(Text excerpt)
>>>>

7.      Declaration of Jeff Bonelli

8.      Declaration of William E. Jackson

REPLY PAPERS:

 

1.      Reply to Opposition to Motion for Summary Judgment

2.      Supplemental Reply to Opposition to Motion for Summary Judgment [2]

3.      Evidentiary Objections to Evidence in Opposition to Motion for Summary Judgment

4.      Declaration of Helene Udy [3]

5.      Declaration of Mark Blanchette, Ph.D.

 

BACKGROUND

 

            Plaintiff Nona Avagyan (Plaintiff), while trying to quickly move out of the path of an oncoming bicyclist, tripped, fell, and suffered injuries on the sidewalk area in front of property owned by Defendant Helene Udy (Udy).  Plaintiff filed this action against Defendants City of Los Angeles, County of Los Angeles, and Udy (collectively, Defendants) alleging causes of action for: (1) negligence, (2) premises liability, and (3) dangerous condition of public property.  The first and second causes of action are asserted against Udy.

<<<<

(Information given)
>>>>

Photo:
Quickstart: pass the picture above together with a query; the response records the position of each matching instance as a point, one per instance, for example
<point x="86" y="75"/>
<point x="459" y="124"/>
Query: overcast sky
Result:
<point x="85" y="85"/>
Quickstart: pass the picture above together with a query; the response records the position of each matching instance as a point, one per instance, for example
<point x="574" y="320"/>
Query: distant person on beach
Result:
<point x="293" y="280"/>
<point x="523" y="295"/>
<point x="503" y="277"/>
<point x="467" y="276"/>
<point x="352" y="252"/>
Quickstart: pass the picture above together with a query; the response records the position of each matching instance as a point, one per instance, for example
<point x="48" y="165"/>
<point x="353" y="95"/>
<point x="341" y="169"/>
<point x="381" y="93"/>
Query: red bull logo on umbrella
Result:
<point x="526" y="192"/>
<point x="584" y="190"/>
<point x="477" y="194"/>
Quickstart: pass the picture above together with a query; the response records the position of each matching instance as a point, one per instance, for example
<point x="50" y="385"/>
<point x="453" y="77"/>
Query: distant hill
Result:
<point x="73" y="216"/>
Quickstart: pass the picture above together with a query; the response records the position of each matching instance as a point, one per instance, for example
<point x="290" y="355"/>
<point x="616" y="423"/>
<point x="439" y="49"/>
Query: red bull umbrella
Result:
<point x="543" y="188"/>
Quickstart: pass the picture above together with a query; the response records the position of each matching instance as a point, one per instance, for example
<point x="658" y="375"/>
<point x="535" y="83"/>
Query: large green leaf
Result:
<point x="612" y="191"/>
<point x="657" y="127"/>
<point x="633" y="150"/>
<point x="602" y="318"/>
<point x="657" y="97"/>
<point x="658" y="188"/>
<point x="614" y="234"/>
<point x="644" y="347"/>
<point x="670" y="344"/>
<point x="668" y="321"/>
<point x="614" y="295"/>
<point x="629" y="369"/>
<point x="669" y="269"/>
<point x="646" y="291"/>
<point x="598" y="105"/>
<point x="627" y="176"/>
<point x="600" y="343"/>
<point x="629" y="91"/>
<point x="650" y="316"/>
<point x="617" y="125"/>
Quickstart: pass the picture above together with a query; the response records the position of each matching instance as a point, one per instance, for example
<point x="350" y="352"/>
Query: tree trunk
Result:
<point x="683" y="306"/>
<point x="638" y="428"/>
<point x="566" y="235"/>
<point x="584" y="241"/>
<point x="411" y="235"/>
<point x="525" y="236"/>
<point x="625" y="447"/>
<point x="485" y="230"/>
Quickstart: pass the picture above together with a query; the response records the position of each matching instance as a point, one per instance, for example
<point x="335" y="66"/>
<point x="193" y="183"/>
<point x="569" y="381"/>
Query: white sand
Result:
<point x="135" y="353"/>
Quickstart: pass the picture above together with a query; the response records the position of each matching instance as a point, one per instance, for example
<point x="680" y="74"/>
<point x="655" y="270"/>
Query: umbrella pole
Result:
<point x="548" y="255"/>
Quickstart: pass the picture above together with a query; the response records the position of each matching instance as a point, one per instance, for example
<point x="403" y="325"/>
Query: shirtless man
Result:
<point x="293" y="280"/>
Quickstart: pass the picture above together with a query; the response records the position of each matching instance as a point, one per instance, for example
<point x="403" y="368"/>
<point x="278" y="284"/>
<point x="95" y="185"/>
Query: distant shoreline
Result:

<<<<

Answer these questions about the case excerpt.
(a) Whose declaration is listed as number 5 under "REPLY PAPERS"?
(b) What was Nona Avagyan trying to move out of the path of when the fall occurred?
(c) Which causes of action are asserted against Udy?
Base every answer on the text alone.

(Correct result)
(a) Mark Blanchette, Ph.D.
(b) An oncoming bicyclist.
(c) Negligence and premises liability.